**READING TEXT:**
==*==

But Memphis, like its star, finds a way: It was 20-5 without Morant in the regular season, and in Wednesday’s Game 5, it blew out Golden State by 39 in Game 5 despite being down 3-1 in the series. “It almost seems like whenever somebody thinks we can’t do something,” says Desmond Bane, “we end up doing it. I never want to put a limit on what we can do, because anything’s possible.”

Even if they’re eliminated Friday, a statement has been made: A team projected to maybe make these playoffs looks like the NBA’s next small-market success story.

“You got need, you got opportunity, and you got Ja Morant,” Draper says. “He met us right in the middle. When the city was really at its worst. He’s changed the whole culture of the city.”

The Grizzlies sparked something in Memphis nearly a decade ago, when Tony Allen, Zach Randolph, and Co. bullied their way to a conference finals. These Grizzlies, with their defensive intensity and their offensive rebounding and their ball movement, nod to their Grit and Grind ancestors. But deadeye shooters like Desmond Bane and Jaren Jackson Jr. give these Grizzlies a modern flair. And a superstar like Morant gives them a chance to be one of the NBA’s truly elite teams.

Photo by Joe Murphy/NBAE via Getty Images

The making of the modern Grizzlies began in the 2019 offseason, when Zach Kleiman and Jason Wexler were internally promoted to head the new front office. Two months later, they drafted Morant with the no. 2 pick.

If that would have been all they did, draft night would have been a success. But the Grizzlies weren’t done.

When Brandon Clarke, a tweener big man lacking shooting range, declared for the draft, Kleiman, who was voted the 2021-22 Executive of the Year on Thursday, was one of the first NBA execs to reach out to his agent, Andy Shiffman. “A lot of people looked at what Brandon potentially couldn’t do and wondered where he could fit in,” Shiffman says. “But the Grizzlies focused on everything he can do: athleticism, his reaction timing on defense, his jump, his awareness, his instinct, his feel.” When Clarke fell into the 20s on draft night, Memphis traded up two spots, from no. 23 to no. 21 to snag him.

==*==

**WHAT YOU WILL DO:**
[1] Answer these questions from the Grizzlies article:
(a) What was Memphis's regular-season record without Morant?
(b) With which pick did the Grizzlies draft Morant?
(c) Who is Brandon Clarke's agent?
[2] Copy lines from the entries word for word. Begin at the line that has "green head wrap?" and stop after the line that has "[1,225,194,299]".

(Rows from a box-labeling dataset)

==*==

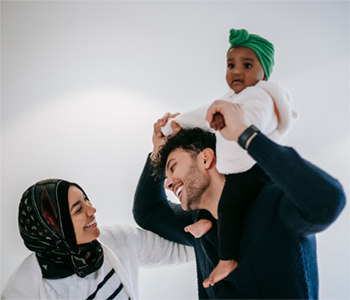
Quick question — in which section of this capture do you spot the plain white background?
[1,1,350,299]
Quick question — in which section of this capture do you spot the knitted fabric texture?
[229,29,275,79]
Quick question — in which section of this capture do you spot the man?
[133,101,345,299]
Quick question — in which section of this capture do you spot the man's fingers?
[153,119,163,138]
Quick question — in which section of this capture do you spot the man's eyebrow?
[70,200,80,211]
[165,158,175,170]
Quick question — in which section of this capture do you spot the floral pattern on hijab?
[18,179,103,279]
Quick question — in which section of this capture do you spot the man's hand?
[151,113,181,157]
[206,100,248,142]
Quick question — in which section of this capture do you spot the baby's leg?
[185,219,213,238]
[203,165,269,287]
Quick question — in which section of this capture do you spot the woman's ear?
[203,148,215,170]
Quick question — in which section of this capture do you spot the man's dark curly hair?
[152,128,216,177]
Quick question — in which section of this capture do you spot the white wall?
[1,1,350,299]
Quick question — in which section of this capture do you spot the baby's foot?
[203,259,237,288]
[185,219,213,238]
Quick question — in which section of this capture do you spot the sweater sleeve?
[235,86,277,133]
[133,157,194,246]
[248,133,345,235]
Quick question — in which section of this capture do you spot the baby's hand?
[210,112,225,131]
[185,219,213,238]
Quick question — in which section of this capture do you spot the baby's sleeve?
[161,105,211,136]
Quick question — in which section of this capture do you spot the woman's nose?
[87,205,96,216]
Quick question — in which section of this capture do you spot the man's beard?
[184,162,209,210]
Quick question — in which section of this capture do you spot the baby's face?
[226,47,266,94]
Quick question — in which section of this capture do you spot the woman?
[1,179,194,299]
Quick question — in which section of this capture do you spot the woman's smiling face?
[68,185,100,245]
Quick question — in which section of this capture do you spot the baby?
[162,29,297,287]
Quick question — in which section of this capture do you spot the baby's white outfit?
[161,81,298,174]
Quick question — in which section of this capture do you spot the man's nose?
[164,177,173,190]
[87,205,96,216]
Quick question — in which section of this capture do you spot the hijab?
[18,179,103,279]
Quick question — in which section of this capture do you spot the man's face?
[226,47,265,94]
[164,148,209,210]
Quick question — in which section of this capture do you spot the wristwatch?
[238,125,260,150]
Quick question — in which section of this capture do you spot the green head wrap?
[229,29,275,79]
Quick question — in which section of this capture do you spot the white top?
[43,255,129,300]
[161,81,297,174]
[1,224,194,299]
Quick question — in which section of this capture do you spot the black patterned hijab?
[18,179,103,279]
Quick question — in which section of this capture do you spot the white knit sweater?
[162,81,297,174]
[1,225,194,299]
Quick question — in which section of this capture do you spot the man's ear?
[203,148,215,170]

==*==

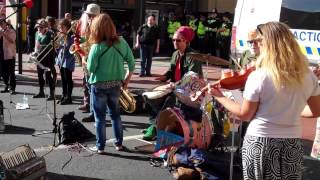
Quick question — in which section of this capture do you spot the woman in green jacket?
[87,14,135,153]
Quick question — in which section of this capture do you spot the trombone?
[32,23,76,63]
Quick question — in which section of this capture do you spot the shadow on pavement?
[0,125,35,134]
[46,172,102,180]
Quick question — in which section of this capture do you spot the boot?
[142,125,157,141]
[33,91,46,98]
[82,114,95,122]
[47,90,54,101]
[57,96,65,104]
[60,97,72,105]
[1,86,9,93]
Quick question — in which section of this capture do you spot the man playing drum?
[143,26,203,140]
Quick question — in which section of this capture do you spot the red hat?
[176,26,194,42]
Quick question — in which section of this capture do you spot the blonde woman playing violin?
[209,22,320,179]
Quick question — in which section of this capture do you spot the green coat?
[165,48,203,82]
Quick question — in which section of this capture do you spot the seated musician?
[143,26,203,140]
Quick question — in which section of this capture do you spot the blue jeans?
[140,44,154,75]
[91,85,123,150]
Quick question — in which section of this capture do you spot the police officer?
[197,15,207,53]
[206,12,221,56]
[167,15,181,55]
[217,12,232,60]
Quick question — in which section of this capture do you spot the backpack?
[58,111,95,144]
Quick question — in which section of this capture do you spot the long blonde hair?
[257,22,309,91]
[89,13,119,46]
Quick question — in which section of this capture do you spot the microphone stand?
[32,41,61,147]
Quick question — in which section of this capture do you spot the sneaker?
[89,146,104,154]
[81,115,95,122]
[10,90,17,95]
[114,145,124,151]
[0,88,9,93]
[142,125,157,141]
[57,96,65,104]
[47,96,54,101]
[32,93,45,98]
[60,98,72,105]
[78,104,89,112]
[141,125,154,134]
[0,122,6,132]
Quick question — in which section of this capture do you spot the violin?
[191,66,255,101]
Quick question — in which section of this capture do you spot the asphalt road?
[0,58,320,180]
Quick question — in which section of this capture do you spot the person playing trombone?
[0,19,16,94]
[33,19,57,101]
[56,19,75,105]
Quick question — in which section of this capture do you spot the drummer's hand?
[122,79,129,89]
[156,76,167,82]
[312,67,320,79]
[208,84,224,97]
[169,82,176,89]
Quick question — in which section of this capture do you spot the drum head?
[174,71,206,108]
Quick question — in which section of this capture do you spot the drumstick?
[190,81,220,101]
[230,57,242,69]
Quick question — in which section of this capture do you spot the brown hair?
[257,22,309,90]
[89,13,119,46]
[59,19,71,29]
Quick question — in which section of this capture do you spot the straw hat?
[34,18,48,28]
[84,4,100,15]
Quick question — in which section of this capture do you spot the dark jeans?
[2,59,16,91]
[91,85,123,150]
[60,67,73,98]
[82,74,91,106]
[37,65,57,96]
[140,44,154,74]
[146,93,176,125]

==*==

**RESPONSES TO THE EXERCISE:**
[1]
(a) 20-5
(b) The no. 2 pick
(c) Andy Shiffman

[2]
Quick question — in which section of this capture do you spot the green head wrap?
[229,29,275,79]
Quick question — in which section of this capture do you spot the white top?
[43,255,129,300]
[161,81,297,174]
[1,224,194,299]
Quick question — in which section of this capture do you spot the black patterned hijab?
[18,179,103,279]
Quick question — in which section of this capture do you spot the white knit sweater?
[162,81,297,174]
[1,225,194,299]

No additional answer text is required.